→ GIVEN INFORMATION
#####
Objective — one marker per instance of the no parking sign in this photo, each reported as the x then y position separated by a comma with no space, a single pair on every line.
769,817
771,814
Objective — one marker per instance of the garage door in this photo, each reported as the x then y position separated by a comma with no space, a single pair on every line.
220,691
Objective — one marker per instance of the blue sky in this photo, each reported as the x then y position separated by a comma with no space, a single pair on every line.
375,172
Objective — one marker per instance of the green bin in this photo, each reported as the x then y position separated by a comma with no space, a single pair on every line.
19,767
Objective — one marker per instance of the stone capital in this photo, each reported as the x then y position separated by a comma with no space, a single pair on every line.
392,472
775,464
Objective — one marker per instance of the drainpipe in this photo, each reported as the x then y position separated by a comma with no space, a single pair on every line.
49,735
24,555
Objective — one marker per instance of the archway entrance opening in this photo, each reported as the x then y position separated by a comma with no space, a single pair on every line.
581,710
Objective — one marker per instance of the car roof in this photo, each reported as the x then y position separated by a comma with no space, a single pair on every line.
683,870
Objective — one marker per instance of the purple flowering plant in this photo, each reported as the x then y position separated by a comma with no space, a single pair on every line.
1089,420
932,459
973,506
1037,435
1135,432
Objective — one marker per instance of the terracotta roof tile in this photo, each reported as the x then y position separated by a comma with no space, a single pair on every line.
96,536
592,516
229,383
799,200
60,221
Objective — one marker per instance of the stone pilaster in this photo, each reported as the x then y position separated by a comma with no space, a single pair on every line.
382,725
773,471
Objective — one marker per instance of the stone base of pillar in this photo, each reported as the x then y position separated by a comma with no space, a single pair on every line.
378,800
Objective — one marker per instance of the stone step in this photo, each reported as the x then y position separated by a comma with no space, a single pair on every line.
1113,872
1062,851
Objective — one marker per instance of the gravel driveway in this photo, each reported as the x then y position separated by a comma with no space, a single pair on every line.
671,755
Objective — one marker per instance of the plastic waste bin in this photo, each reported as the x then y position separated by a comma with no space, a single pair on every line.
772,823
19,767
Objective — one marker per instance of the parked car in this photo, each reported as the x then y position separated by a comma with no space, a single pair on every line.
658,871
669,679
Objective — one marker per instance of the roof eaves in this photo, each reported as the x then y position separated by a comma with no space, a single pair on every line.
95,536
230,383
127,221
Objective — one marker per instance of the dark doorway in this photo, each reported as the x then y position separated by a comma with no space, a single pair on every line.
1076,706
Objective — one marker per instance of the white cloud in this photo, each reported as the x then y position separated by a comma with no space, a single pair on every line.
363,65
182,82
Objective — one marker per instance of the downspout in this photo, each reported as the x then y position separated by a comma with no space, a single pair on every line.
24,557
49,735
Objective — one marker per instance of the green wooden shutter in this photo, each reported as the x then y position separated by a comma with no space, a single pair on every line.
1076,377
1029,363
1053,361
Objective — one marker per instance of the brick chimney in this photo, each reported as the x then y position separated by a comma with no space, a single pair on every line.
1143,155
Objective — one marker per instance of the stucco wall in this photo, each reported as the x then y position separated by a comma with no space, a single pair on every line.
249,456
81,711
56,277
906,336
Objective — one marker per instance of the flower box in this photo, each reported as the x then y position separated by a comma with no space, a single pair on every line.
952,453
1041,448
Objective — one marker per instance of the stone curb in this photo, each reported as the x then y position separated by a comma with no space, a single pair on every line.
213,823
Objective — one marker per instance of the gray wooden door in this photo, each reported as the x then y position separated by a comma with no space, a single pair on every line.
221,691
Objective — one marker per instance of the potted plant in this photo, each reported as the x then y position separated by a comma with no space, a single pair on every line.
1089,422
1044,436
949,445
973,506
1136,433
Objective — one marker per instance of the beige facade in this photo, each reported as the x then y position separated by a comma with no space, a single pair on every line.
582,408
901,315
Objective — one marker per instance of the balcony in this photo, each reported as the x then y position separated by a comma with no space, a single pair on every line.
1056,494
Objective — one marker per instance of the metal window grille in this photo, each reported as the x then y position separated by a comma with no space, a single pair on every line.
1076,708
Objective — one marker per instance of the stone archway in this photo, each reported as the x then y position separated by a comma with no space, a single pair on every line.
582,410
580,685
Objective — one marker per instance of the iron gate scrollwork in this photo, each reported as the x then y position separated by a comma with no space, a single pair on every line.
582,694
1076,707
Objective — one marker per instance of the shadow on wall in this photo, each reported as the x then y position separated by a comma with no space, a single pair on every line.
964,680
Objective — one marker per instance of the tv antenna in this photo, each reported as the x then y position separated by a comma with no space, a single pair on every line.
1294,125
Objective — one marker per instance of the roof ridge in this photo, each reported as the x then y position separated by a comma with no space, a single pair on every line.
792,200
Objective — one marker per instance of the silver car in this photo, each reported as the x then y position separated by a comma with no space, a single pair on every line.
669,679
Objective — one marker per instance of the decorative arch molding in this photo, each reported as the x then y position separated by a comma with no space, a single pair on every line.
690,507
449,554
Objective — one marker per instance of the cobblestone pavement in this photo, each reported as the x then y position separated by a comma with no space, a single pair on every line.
#####
→ TASK DETAILS
Output the listing above word for word.

→ RESULT OF THIS TASK
Objective — one marker per instance of the no parking sign in this photo, each reported as the x then y position separated by a comma with no space, a single pair on every line.
769,817
771,814
Objective — one marker per instance of the garage door in this photo, each reported as the x then y position separated by a comma with no space, a single pair on every line.
220,691
Objective — one marker per instance of the blue sky in this photo, each reported as the x then y position separated by a comma with no space, a single pair on every line.
375,172
Objective — one marker per instance of the green bin in this photo, each reported as the x then y position separated by a comma with no space, a single pair on every line.
19,767
Objective — one marker per instance of the stone capital in this photo, each reported as the x then y position separated by a comma with no space, a single pair on every line.
392,472
775,464
Objective — one marker per instance of the drainpipe in this photo, each reported as the x then y position separated by a comma with no space, a single pair on every line.
49,735
24,555
Objective — one marker per instance of the archway entrance opening in this photo, each reported as the x then y position separated by a comma with no space, a single pair on every line.
581,710
Objective — one marker per instance of the car roof in this photo, each reported as the x then y position separated by a comma with no space, a single pair on every line.
683,870
Objective — one marker per instance of the purple flowering plant in this photo, each reported as the x then y position separated by a comma with no space, a single pair on every line.
1089,420
932,459
973,506
1037,435
1135,432
Objective — one marker per instance of the terracotta roof tile in this photo, each reported as the x then y position separated by a comma with no space, a single pair on every line.
96,536
592,516
229,383
799,200
60,221
Objective — one marker per instance of the stone pilaster in this photo, each reported as the x then y position separated by a comma with no space, a single pair on every line.
382,725
773,471
Objective — one marker per instance of the stone base of pillar in this photo, each reported as the x then y position separated by a comma with no space, a single pair on every line.
378,800
Objective — one marker per instance of the stone step in this photo, each reported as the x then y position separated by a comma with no space, a single pair on every line.
1113,872
1062,851
Objective — one marker per instance of the gravel driveway in this photo, each reported as the x then y position separated by a comma with no space, a single pair on every line.
671,755
Objective — one marker per instance of the plastic waste bin in this photo, each reported as the x then y position separated by a comma with no space, a single pair on every line.
772,823
19,767
Objective — one marker per instance of the parked car in this photo, each reported as the x then y position separated by a comma with no space, a single pair on every line.
658,871
669,679
Objective — one marker per instance of the roof eaves in this photo, each reported as the x then y position separated by a comma with no space, a single pair on every line.
95,536
230,383
127,221
Objective — one marker per instance of the dark doorway in this photo, each reported as the x then y position separated by a comma with no space, a single pair on every line.
1076,706
Objective — one marker per instance of the white cloud in this photo, each reported as the x then y position separated by a comma with no space, a single pair on every line.
363,65
182,82
Objective — one marker per instance of the downspout in this photo, each reported as the x then y position separated by a comma with no space, a single pair on every line.
24,557
49,735
Objective — one marker per instance of the green wooden shutter in this photo, each reported as the x then y position separated by a comma with no space, a single pair on every line.
1076,377
1029,363
1053,361
Objective — one marker per instance of the brick chimney in this photo, each reported as the x then y position separated by a comma with no space, a single pair on every line.
1143,155
Objective — one marker per instance of the stucco wall in this photo, each reported as the x then y position separated by a comma with no space, a single pair on every line.
249,456
81,711
56,277
906,336
Objective — one marker per instance of the flower box in this photo, each reported as the x then y position separated by a comma with no space, a single pair on every line.
952,453
1041,448
Objective — one marker per instance of the stone curb in this photo, each reported as the x then y position separated by a comma with no space, a single pair on every line.
213,823
Objective — one marker per instance of the gray wooden door in this photo, each reported as the x then y position separated by a comma with no space, a single pair on every line.
221,691
Objective — one marker per instance of the potted plant in this photo, each reported as the x then y position separated by a comma with no space, a single pair on every line.
1089,422
1044,436
949,445
973,506
1136,433
Objective — one marker per instance of the beige facade in this photo, each reported as the x then y position separated by a comma with no space, a single pair on every line.
582,408
901,315
Objective — one marker per instance of the balcony in this photo, each reported as the x then y position separated by a comma with no space, a single pair on every line.
1056,494
Objective — one marker per instance of the metal window grille in this photo, each reported as the x then y position separated by a comma with no space, a single pair on every line.
1076,708
Objective — one marker per instance of the stone archway in this photo, each reported as the x then y position separated by a comma with no space, a single pair on every line.
582,410
580,685
Objective — one marker per instance of the iron gate scrollwork in this photo, each reported as the x then y position separated by a comma with no space, a single pair on every line.
582,694
1076,707
Objective — one marker per instance of the shadow on wall in this photo, each reported as the x then y position separated by a comma with no space, a single pair on every line.
964,680
Objective — one marker per instance of the tv antenna in this photo, each reported as the x then y position separated by a comma with no space, a single pair on every line.
1294,125
Objective — one marker per instance of the roof ridge in this photo, each reported as the x then y position separated by a comma with no space, a single pair on every line.
792,200
Objective — one marker per instance of the silver car in this photo, each reported as the x then y position separated by a comma with no space, a single pair on every line.
669,679
Objective — one marker per instance of the decorative arch molding in this photo, each reported as the x then y position separated by a comma with no space, a single pair on every line.
690,507
449,554
Objective — one marker per instance of the cobblestone pavement in this photo, each reported as the x then y position separated by a comma with no space, a single pair on every line.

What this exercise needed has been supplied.